> [PROVIDED PASSAGE]

Now, I’d like to thank John Brown who has been our executive director for years, and who has been the person who held the Dialogue together all this time. He has actively worked to develop and articulate both the processes and strategies to improve water planning and water management in New Mexico, on behalf of the Dialogue. He’s developed and implemented many new programs, some of which are described in the latest issue of the Dialogue. Unfortunately, he has sort of ‘retired’ and moved to California, although we seem not to have our claws totally out of him; he’s here now. I hope he’ll help with some of the Dialogue’s projects in the future, although it’s hard from California. I wish he were still here full time. I ask you all to join me in celebrating John’s contribution to the Dialogue and to New Mexico.

John Brown: At the statewide meeting in 2004, we gave awards to several people. Being the Dialogue and not very highly staffed, we never got around to handing them the actual gift that we wanted to give. So I’m going to start this process by making up for one of these. I’d like Elaine Hebard to come up here. Back in 2004, Janet Jarratt presented the Dialogue Volunteer of the Year Award to Elaine, noting that, in the case of Elaine, ‘Volunteer of the Year’ might be better said to be ‘Volunteer of the Decade.’ I’d like to amend that further and suggest that Elaine ought to be named ‘Volunteer of the Century.’ So Elaine, on behalf of the Water Dialogue and every other cause that you’ve ever championed, here finally is your award.

Elaine Hebard: Volunteers don’t come separate, so I asked my husband to come today. It’s because of him that I’m able to volunteer my time. Also, I’ve been very fortunate to be able to work with Janet, Lisa, the Dialogue, the [MRG Water] Assembly, and the sub-regions. I also do work on the border, so I’ve had the opportunity to meet with many of you and others who aren’t here, and you’ve all given me wisdom. Thank you.

Conci Bokum: Now I get the pleasure of making someone in this room very uncomfortable. The Board of Directors has decided to give this year’s annual award to Lisa Robert. This is a very special organization—we’ll celebrate that in just a few minutes, since Chris (Nunn Garcia) was one of its founders, along with Lucy, who couldn’t be here today. It took some very special vision and thought and caring—a lot of things—to make the Dialogue what it is. Lisa did our newsletter, along with Chris, and Charlie whom you’ll meet later. The Dialogue newsletter is just amazing. I wish I were Lisa because she performs magic. She takes things that happen, she takes reality, she takes people, and just does something that is magical. The Dialogue’s first layer is its board, and then there are those who get together, listen to each other, and talk things out at these statewide meetings. But there are a whole lot of other people out there who don’t come to either the board or the statewide meetings, and Lisa was the Dialogue for them. We owe Lisa so much because what she does really is magic.

> [DATA EXTRACT]

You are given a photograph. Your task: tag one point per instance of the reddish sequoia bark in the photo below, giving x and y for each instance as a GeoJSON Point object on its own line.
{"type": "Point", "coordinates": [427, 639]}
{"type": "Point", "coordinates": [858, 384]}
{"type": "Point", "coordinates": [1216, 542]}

> [OBJECTIVES]
1. Answer these questions from the awards remarks.
(a) Who presented the Dialogue Volunteer of the Year Award to Elaine Hebard in 2004?
(b) Where did John Brown move after he "retired"?
(c) Which award did the Board of Directors decide to give Lisa Robert?
2. Pick up the awards remarks about the New Mexico water Dialogue right after their last sentence and continue them.
The listing plays no part here and can be left aside.

> [ANSWERS FOR THE EXERCISE]
1.
(a) Janet Jarratt
(b) California
(c) This year's annual award

2.
Lisa Robert: I don’t know what to say. Conci’s right: I’m not comfortable in front of a group. I’m a writer, and writers like to sit safe in their own world and tell you what they think from there. I appreciate the opportunity to have written for you all these years. The only reason I kept at it is because I fell in love with you—every single one of you. I also love this state, and Water got me by the ankle and dragged me here: I didn’t choose this subject to write about; it sort of chose me. I don’t think I can ever quit, and things like this [award] keep me wanting to do it. Thank you guys, very, very much.

In Memoriam: Chris Nunn Garcia

Conci Bokum: I guess I’ll start by saying there’s a whole thing about family. Chris certainly made a lot of us feel like her family. We’re the outer layer. I’m so thrilled that her inner family could be here today for this next award. I’d like to introduce them: Albert Garcia, her husband; Charlie Kennison, her daughter; and Ben Jones, her son. I’m so glad you guys came.

There are people in this room who were around when the Dialogue started and who understand just what a special thing happened. They’re going to be represented by Rob and Michael.

Rob Leutheuser: It is an incredible—incredible—honor to be here. There’s a short version: Chris is irrepressibly and genuinely Chris. Not much more has to be said, but of course, I will say more. To be here with you—I’ve been out of this circle for a while—and to be with her family, gosh, it’s great to see you guys again. It’s humbling and I accept it with great pleasure.

Over the fifteen years or so that I have known Chris, she’s become the truest and certainly the most remarkable friend that I’ve ever had, and unseemingly, one of the more important people in my life. I offer to you that over the same amount of time, Chris has become a true and remarkable friend to the New Mexico water community, a rare jewel of understated importance.

I want to share a couple of vignettes of the public Chris that I knew, that I know. You have to understand that I was one of the feral cats—like you all are feral cats—that Chris and the Dialogue tried to herd, and of course, it doesn’t work very well. But by golly, you’all [the Dialogue] have done it and continue to.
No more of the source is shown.